Activity — The lines to copy are those with "snow" in them. Pull each one from the entries below.

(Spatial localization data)
-=-=-=-=-
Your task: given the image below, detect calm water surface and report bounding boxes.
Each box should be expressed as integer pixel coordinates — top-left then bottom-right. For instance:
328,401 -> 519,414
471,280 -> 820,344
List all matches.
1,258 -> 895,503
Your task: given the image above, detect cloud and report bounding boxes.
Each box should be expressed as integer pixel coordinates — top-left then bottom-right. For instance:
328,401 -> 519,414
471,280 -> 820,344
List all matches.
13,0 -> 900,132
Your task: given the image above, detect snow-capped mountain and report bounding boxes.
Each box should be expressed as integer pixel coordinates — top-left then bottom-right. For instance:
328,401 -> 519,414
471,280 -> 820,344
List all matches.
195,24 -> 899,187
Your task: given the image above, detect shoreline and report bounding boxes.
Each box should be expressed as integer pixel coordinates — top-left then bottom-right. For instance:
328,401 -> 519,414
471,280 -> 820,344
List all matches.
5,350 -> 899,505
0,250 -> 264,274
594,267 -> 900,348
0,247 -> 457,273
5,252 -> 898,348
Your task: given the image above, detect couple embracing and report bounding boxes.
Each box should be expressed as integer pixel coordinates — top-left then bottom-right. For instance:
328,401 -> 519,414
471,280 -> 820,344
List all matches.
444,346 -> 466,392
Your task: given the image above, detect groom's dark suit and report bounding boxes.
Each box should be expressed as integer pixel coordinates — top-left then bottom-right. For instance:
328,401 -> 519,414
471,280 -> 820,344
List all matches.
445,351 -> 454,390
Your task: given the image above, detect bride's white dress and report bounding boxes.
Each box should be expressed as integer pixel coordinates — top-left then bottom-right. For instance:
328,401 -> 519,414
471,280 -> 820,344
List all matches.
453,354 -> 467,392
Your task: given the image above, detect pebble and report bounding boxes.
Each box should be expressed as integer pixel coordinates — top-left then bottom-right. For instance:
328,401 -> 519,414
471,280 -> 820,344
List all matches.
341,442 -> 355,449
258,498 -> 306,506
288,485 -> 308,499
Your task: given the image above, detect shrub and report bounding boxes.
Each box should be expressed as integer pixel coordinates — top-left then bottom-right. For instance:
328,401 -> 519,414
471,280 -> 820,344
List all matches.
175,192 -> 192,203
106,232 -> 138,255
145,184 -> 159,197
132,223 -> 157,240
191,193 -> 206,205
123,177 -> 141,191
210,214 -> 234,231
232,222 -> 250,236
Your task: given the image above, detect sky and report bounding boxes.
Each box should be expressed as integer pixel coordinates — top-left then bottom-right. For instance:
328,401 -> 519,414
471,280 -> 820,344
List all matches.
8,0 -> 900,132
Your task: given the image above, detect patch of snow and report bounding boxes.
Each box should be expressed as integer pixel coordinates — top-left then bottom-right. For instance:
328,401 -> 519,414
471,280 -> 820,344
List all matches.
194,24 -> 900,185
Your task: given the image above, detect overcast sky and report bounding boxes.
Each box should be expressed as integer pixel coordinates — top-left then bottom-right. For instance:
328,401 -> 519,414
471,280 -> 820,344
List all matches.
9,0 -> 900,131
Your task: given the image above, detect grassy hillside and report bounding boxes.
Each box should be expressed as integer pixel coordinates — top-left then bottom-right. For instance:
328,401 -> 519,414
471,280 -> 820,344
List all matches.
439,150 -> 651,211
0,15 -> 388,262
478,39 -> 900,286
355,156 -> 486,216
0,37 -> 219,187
-=-=-=-=-
Reply —
Your task: given the image above, detect snow-capped mountain and report bounding boxes.
Your task: given the image above, detect patch of snow and report bounding boxes.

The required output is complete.